**TASK REQUIREMENTS**
1 - In the Escort passage, what kind of operands induce the longest latency among the x86 SSE and SSE2 instructions analyzed?
2 - List the floating-point instructions that the Escort passage says exhibit wide variations in execution time.
3 - Write a continuation of the Escort passage, starting after its final sentence.

Array index values reveal secrets as well. For instance, if the adversary observes that accesses to array[0] and array[secret_index] result in accesses to locations 10 and 50, then the adversary knows that secret_index = 40. To eliminate such information leaks, the Escort compiler transforms each array access into a linear sweep over the entire array, which hides from the adversary the address of the program’s actual array index.

Indeed, the transformed code is expensive, but this approach is feasible because caches and prefetchers in modern processors dramatically reduce the cost of sweeping over arrays.

Transforming Variable-Latency Instructions

The latency of certain instructions on x86 processors depends on operand values, thus leaking operand information over the timing side channel. Among these instructions, floating-point multiplication, division, square-root, and type-conversion instructions exhibit wide variations in execution time. Our analysis of 94 x86 SSE and SSE2 instructions reveals that subnormal operands induce the longest latency.

Escort's fixed-time floating-point operations utilize SIMD lanes in x86 SSE and SSE2 instructions. Our solution (1) loads genuine and dummy (subnormal) inputs in spare SIMD lanes of the same input register, (2) invokes the desired SIMD instruction, and (3) retains only the result of the operation on the genuine inputs. Our tests confirm that the resulting SIMD instruction exhibits the worst-case latency, with negligible variation in running time (standard deviation is at most 1.5% of the mean).

Security Evaluation

We now evaluate Escort’s defense against the timing channel attack by Andrysco et al. on the Firefox web browser. The attack reconstructs a two-color image inside a victim web page using only the timing side channel in floating-point operations. The attack convolves the given secret image with a matrix of subnormal values — a step that is timed using high resolution Javascript timers. By comparing the measured time to a threshold, each pixel is classified as either black or white, effectively reconstructing the secret image. We integrate Escort into Firefox’s convolution code and re-run the timing attack. The results (see above figure) show that Escort successfully disables the timing attack.

Impact

Beyond making available better tools for defending against side channels, we believe that our research makes three important contributions that translate directly to long-term research impact in defending against side channels.

**DATA BLOCK**
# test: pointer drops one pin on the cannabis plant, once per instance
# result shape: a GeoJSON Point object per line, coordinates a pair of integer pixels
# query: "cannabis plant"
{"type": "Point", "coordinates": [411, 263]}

**EXERCISE RESULTS**
1 - Subnormal operands.

2 -
- Multiplication
- Division
- Square-root
- Type-conversion

3 -
Protecting General-Purpose Programs. By embedding the defense into a compiler, our research demonstrates a way to close side channels in a wide variety of programs, unlike many prior solutions that target specific cryptographic hardware. At the same time, since the compiler-generated code does not contain any secret information, the transformed code can be released to the adversary without any impact on security. Our solution thus demonstrates a way to close digital side channels while adhering to Kerckhoff's principle that “a cryptosystem should be secure even if everything about the system, except the key, is public knowledge”.

Single Solution that Closes Multiple Side Channels. A large body of prior work (cache line locking, pre-loading cache entries, random caches, scratchpad memory, ORAM-based memory controllers, fuzzing timing information, private caches, static caches, and periodic cache cleansing) closes isolated side channels, sometimes even negating each others' defenses. Instead, by leveraging the knowledge of source code behavior creating differences in side-channel observations, our solution addresses the root cause instead of addressing the symptoms.

Simplified Microarchitecture Design. Microarchitectural defenses for closing side channels include a wide variety of changes, thus requiring substantial modifications to the processor. A unified software-level defense simplifies the microarchitecture design, while still guaranteeing security.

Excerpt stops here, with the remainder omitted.